Input data:
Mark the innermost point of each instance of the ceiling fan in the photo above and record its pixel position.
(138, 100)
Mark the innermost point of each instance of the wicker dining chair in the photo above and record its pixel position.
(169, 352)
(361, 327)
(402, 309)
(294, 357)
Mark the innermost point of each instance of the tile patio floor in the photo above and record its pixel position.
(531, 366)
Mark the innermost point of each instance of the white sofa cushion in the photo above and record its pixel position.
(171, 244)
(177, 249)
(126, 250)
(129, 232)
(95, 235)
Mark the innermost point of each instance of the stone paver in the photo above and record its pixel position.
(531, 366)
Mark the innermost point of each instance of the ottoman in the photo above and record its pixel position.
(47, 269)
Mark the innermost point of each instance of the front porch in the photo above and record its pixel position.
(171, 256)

Task description: Repeat every record exactly as written, please.

Output of the exercise:
Mark the innermost point of each instance of the ceiling fan in the photo above and record its pixel position.
(138, 100)
Mark the innermost point of each instance of the wicker dining chair in the photo above and record its pixel position.
(169, 352)
(361, 327)
(402, 309)
(294, 357)
Mark the innermost point of each instance of the tile patio floor in the photo above and record its pixel position.
(531, 366)
Mark the innermost point of each instance of the white sofa cushion in the photo above and record its pixel position.
(171, 244)
(177, 249)
(126, 250)
(129, 232)
(95, 235)
Mark the innermost point of each instance of the stone paver in the photo above and record its pixel position.
(531, 366)
Mark the innermost point of each instance of the ottoman in the photo above and record its pixel position.
(47, 269)
Mark the innermost point of each instance of the front porch in the photo above and record its pixel position.
(171, 256)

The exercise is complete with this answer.